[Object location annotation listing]
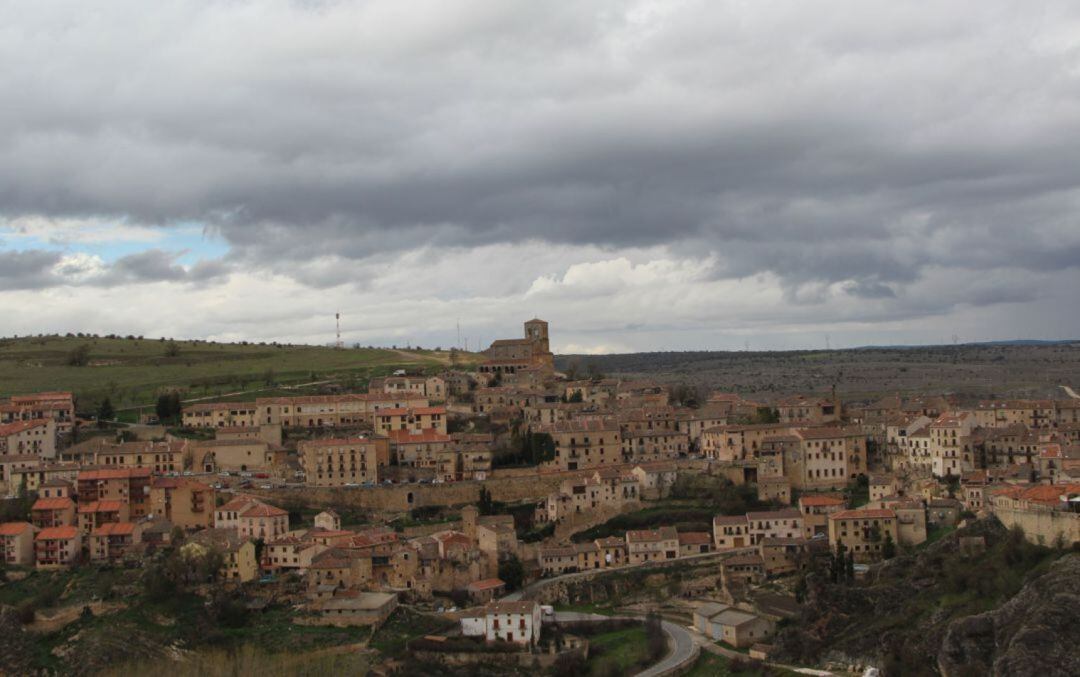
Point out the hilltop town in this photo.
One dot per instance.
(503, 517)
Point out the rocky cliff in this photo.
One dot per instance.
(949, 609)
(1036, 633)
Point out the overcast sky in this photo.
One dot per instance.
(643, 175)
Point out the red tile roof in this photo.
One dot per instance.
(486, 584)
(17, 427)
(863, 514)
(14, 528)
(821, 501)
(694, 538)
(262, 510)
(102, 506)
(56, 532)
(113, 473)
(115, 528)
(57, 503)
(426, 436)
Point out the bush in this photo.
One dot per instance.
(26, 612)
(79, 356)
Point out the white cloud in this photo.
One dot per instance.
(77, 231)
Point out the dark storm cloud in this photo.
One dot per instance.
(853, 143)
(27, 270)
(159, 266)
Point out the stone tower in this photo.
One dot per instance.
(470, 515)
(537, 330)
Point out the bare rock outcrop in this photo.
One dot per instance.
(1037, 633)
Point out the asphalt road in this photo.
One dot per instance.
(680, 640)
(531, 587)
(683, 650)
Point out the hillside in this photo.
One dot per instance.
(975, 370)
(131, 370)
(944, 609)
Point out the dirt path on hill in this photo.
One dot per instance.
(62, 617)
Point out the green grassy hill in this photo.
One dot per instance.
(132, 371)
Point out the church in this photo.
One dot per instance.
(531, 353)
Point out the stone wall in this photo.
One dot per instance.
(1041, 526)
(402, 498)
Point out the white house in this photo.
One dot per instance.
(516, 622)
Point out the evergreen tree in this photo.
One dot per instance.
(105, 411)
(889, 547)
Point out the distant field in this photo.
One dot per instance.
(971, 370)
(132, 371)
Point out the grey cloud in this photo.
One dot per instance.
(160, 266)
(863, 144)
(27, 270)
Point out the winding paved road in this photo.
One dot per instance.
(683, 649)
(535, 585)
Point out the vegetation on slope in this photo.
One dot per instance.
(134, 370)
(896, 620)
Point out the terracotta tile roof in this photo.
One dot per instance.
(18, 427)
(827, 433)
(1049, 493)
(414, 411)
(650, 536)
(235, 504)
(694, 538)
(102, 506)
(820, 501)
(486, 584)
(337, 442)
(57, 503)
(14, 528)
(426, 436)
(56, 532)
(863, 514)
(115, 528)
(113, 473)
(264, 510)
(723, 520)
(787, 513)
...
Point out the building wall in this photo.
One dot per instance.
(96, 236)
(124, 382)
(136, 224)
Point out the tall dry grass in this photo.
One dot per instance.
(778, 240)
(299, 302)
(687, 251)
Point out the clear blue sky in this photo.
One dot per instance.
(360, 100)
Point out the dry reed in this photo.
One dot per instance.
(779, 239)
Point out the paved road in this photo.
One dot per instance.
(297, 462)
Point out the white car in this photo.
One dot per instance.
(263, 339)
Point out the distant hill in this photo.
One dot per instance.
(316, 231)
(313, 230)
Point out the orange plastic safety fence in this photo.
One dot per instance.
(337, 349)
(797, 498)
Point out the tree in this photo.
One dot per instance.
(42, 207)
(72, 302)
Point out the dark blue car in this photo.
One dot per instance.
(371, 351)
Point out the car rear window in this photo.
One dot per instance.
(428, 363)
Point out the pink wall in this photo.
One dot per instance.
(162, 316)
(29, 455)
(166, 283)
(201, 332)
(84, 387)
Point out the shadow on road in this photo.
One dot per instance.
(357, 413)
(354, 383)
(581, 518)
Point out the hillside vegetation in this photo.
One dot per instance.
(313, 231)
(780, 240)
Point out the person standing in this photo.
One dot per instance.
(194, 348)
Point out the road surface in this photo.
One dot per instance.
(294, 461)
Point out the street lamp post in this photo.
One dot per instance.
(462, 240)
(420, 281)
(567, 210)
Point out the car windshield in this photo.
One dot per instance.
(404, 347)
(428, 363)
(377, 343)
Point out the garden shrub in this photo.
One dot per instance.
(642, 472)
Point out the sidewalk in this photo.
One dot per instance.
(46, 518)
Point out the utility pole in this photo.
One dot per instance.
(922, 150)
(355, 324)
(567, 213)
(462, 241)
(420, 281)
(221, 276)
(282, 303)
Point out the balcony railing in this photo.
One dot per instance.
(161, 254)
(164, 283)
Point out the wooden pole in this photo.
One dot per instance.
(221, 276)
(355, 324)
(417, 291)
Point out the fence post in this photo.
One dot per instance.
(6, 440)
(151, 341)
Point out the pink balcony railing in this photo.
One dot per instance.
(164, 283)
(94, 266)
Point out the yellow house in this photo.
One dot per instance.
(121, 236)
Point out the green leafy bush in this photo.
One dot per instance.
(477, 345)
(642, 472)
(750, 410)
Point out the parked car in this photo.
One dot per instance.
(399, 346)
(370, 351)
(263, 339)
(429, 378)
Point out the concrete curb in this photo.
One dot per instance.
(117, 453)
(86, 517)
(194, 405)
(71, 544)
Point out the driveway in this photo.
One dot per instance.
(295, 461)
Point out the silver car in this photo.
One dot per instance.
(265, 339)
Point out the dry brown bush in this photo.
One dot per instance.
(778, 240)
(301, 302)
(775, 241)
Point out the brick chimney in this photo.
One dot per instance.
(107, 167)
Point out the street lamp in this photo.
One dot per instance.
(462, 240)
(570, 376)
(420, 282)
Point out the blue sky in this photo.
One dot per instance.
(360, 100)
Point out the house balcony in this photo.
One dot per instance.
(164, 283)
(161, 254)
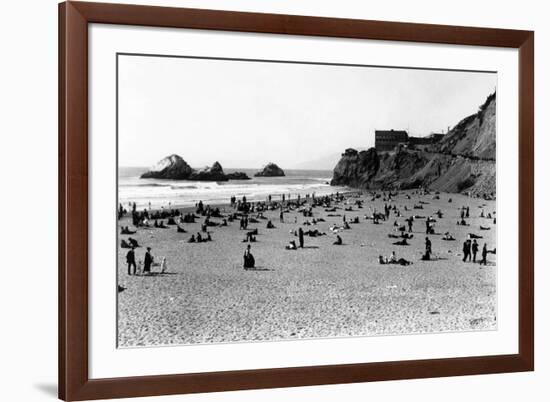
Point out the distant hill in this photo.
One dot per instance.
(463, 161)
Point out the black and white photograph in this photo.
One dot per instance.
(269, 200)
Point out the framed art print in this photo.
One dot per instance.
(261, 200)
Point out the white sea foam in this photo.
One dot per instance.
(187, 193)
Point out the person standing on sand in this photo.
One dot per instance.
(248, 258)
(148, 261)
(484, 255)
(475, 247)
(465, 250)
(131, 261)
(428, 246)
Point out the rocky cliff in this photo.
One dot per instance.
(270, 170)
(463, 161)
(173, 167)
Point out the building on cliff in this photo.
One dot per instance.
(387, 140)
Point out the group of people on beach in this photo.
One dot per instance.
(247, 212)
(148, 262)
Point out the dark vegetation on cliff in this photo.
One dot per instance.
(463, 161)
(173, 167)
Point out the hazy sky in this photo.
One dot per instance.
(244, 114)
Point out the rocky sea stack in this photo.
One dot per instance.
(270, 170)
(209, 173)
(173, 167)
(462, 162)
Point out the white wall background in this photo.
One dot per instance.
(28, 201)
--
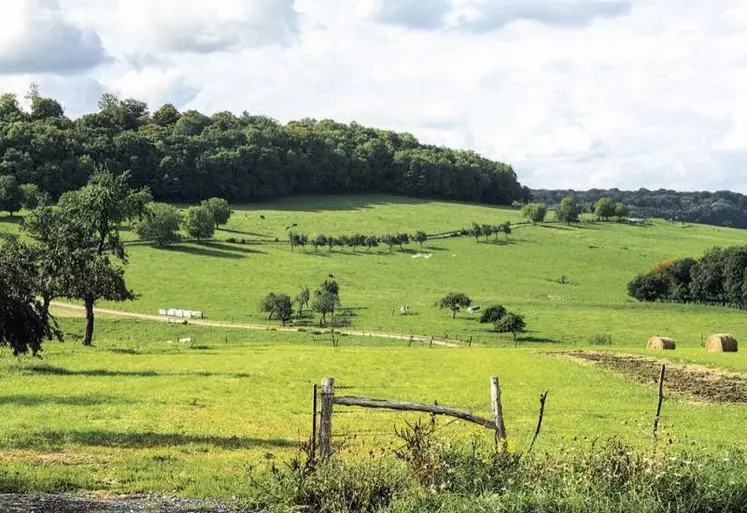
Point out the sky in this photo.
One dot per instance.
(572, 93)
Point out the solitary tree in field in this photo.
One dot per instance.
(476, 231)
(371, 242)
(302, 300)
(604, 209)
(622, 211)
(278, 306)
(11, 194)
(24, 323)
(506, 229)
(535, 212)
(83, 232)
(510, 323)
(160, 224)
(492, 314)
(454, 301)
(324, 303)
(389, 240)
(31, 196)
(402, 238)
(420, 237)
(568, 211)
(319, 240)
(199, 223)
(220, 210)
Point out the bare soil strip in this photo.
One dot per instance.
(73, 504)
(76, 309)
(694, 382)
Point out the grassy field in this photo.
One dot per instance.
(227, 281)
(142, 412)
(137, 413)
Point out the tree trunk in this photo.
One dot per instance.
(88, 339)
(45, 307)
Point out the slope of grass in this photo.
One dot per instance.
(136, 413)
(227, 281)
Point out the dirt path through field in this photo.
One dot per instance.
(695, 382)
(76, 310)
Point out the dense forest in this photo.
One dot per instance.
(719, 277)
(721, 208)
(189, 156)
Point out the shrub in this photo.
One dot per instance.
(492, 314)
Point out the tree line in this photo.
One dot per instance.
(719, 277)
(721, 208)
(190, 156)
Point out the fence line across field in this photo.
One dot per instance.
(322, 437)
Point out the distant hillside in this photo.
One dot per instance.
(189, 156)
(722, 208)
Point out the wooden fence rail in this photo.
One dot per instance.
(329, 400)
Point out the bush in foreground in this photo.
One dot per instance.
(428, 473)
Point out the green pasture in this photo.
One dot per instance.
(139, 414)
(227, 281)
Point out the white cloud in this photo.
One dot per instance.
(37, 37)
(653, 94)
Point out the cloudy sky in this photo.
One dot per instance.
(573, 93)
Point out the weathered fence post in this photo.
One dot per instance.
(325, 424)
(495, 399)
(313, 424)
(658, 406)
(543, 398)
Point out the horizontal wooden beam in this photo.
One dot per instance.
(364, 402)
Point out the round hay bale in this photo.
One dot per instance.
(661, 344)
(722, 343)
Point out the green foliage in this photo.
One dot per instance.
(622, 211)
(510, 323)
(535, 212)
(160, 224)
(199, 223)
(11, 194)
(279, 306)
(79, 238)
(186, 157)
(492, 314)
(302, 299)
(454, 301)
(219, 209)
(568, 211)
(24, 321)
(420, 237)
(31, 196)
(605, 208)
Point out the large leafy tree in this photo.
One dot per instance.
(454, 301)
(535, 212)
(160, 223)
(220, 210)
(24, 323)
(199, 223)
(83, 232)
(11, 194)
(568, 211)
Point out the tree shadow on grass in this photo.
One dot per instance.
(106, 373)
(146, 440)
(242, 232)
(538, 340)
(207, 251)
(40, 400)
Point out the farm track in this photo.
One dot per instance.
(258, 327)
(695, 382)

[WHAT TO WORK ON] Please count the lines in the listing above that contain the string "path" and give only the number.

[THE OUTPUT] 2